» What this task involves
Only the lines from the line containing "Please place a point on every instance of the white barrier" to the end of the entries should be repeated, exactly as they appear.

» Data for this exercise
== Segment start ==
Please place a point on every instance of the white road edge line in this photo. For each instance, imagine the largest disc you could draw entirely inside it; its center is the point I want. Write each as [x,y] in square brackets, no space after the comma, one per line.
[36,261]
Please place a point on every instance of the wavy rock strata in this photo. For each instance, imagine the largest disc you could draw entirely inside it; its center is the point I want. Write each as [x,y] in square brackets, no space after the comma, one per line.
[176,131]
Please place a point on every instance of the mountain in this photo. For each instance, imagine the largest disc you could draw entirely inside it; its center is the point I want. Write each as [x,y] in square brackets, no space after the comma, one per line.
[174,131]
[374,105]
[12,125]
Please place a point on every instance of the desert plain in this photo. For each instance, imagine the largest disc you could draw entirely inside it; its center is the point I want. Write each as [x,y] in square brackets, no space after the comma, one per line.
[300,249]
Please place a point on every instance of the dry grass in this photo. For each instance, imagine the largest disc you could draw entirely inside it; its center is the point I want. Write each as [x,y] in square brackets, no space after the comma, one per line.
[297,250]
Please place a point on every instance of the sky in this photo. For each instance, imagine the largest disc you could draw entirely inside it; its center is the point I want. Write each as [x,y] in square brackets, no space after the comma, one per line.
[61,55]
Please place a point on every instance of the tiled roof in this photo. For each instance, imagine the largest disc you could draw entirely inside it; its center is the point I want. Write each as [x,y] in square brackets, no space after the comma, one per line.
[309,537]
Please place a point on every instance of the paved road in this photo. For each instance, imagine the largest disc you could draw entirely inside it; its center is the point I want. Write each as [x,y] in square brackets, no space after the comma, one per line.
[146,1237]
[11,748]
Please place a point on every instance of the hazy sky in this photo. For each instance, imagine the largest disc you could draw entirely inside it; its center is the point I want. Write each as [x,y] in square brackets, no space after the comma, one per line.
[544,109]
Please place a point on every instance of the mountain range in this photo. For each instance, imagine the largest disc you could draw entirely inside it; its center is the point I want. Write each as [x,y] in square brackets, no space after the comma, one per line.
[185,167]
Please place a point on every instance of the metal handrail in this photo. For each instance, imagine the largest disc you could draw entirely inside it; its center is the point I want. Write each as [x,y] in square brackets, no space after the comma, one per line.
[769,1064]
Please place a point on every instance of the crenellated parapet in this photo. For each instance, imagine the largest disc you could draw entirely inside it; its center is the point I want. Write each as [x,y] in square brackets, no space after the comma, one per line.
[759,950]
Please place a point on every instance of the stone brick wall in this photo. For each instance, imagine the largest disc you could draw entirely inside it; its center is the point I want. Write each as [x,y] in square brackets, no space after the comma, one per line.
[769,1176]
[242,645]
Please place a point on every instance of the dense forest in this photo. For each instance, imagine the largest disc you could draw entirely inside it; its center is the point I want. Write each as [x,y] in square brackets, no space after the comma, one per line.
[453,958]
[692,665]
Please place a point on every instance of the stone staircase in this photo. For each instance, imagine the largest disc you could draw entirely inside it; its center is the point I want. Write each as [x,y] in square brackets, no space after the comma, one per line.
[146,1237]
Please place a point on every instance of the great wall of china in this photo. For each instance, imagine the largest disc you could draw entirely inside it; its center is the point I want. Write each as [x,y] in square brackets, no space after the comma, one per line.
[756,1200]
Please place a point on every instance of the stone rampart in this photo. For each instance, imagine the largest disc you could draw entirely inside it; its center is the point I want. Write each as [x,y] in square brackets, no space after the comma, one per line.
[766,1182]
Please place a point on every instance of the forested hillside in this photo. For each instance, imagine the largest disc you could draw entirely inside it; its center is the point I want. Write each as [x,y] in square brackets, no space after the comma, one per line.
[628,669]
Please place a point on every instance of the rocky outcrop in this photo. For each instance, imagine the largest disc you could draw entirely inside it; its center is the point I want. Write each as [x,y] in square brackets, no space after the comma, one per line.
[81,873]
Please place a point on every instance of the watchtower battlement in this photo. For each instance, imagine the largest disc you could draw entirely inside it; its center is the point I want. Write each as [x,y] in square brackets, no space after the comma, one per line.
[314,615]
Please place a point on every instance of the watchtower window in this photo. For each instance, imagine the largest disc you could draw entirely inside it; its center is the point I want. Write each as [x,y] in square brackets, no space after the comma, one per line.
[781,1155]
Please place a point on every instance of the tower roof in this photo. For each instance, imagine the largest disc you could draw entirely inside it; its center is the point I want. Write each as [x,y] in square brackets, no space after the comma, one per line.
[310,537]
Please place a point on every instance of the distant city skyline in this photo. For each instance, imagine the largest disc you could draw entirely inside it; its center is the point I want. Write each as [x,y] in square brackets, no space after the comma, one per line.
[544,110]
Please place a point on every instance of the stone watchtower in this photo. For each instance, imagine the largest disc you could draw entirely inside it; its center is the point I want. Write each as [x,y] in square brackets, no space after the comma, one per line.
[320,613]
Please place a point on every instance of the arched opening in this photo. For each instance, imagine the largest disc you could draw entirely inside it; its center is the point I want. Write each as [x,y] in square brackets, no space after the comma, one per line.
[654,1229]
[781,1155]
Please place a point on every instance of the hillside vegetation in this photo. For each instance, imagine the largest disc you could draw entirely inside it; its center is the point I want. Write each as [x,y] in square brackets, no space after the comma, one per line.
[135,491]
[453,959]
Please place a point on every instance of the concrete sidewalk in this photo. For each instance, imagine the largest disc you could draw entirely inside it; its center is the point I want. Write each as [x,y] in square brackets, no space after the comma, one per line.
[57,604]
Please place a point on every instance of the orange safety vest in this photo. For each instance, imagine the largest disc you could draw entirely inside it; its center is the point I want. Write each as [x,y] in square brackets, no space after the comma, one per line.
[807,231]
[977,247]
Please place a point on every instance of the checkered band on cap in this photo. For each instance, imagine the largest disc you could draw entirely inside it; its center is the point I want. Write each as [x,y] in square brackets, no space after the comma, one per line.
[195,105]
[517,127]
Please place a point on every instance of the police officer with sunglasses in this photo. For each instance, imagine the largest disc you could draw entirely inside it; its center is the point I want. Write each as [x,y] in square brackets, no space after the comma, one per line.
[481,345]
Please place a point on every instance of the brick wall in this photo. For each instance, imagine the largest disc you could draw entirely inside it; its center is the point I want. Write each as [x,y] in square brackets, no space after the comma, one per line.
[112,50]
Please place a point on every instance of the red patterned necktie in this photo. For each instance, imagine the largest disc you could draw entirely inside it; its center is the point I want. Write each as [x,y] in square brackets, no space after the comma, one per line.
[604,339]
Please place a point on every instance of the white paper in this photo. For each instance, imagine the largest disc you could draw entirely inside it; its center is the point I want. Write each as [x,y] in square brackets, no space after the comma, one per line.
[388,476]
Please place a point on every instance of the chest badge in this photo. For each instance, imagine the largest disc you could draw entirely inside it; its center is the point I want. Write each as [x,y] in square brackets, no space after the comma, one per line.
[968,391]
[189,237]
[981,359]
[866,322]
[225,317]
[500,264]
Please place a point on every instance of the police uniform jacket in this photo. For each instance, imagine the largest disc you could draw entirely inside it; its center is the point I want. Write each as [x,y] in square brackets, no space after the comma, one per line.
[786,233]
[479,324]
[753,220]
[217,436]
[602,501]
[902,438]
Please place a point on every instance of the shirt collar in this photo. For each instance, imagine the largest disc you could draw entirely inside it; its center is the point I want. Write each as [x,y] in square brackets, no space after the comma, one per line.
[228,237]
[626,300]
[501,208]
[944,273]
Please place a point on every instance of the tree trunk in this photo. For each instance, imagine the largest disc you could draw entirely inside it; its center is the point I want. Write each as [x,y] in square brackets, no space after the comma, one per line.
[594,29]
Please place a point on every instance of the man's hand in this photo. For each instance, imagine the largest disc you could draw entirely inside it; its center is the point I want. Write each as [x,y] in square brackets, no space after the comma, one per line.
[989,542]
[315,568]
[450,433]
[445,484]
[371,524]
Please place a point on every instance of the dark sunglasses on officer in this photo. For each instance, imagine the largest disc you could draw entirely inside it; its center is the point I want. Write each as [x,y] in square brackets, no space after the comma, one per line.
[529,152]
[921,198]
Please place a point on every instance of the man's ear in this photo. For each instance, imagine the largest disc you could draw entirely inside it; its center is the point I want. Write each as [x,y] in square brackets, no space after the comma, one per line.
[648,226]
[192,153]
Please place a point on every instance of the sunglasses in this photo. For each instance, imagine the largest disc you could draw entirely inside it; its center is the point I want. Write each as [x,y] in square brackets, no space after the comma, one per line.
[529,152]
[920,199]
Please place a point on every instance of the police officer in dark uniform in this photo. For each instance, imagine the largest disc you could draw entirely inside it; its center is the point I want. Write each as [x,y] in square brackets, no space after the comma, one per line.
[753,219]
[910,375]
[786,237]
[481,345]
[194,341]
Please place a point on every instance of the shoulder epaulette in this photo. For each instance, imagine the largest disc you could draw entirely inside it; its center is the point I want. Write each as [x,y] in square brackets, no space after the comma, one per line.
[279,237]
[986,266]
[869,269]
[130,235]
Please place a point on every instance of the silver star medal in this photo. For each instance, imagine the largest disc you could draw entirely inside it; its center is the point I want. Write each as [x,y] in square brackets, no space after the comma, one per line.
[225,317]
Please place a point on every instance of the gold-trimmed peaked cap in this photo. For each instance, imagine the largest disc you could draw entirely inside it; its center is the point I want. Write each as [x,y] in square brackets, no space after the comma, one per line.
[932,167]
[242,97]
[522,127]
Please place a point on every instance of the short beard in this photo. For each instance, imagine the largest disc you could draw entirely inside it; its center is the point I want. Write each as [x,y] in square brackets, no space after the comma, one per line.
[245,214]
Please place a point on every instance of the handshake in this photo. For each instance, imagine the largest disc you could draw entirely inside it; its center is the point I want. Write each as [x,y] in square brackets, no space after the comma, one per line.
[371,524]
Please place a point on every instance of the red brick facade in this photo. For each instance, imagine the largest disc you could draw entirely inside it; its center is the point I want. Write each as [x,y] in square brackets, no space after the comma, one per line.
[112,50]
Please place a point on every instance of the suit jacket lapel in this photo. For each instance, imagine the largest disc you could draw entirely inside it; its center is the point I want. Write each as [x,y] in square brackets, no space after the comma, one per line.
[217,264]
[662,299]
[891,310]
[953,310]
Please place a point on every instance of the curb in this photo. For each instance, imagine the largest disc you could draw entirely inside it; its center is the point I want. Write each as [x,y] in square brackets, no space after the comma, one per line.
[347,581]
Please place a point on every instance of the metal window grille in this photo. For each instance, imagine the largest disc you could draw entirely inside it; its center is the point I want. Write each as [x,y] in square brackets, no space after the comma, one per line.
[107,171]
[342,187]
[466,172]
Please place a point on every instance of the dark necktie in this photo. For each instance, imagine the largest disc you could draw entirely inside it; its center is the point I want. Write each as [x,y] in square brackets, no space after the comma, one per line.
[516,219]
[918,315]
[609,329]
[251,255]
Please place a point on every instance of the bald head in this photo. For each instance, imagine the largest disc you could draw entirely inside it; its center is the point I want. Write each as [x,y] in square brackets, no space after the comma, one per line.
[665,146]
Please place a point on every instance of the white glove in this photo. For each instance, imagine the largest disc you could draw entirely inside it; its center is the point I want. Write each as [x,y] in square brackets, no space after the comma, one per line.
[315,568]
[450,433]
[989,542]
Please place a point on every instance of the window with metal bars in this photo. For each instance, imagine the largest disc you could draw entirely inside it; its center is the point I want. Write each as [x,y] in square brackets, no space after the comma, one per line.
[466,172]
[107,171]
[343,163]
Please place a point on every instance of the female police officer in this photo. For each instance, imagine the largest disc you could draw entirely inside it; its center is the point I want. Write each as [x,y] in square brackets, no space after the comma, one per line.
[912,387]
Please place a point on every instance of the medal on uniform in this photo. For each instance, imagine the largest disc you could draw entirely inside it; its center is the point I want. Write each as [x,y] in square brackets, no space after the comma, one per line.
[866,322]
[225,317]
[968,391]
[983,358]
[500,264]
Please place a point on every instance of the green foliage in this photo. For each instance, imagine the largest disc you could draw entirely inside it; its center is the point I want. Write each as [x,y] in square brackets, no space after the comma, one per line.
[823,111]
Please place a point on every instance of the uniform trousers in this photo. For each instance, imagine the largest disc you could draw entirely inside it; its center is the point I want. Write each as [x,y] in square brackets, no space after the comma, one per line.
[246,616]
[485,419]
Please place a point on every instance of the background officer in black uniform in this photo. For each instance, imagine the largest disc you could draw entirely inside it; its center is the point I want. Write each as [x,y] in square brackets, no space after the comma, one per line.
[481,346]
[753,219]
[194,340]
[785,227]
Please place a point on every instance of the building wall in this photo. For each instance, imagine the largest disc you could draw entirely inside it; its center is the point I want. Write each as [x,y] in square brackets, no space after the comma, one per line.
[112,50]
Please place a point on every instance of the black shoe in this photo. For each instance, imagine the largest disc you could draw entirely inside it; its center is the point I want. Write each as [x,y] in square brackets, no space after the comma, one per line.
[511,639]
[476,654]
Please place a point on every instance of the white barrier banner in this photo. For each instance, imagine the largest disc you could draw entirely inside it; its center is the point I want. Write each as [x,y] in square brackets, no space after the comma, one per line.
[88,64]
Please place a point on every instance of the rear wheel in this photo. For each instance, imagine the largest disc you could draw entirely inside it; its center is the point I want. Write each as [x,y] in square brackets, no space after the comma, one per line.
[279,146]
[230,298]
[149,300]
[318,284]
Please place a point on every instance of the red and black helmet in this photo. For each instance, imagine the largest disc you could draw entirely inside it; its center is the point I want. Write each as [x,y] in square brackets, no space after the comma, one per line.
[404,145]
== Segment end ==
» Answer
Please place a point on every instance of the white barrier banner in this photo. For each instance, imagine the largest disc you could draw entirely inside it; its center is the point I want. Write each as [x,y] in square brackets, no space after the comma, one per line.
[88,64]
Please place a point on every instance of the rear wheel in this photo. For each instance, imagine the largest disc you could draw entirely inside it; its center is the point I want. Write each as [x,y] in square brackets, no space after the comma, one per line.
[279,146]
[230,298]
[149,300]
[318,284]
Please place a point on every instance of the red and black helmet in this photo. For each instance, imagine the largest disc you could draw entirely inside it; its center is the point I want. Write each as [x,y] in square brackets, no space after the comma, one per line.
[404,145]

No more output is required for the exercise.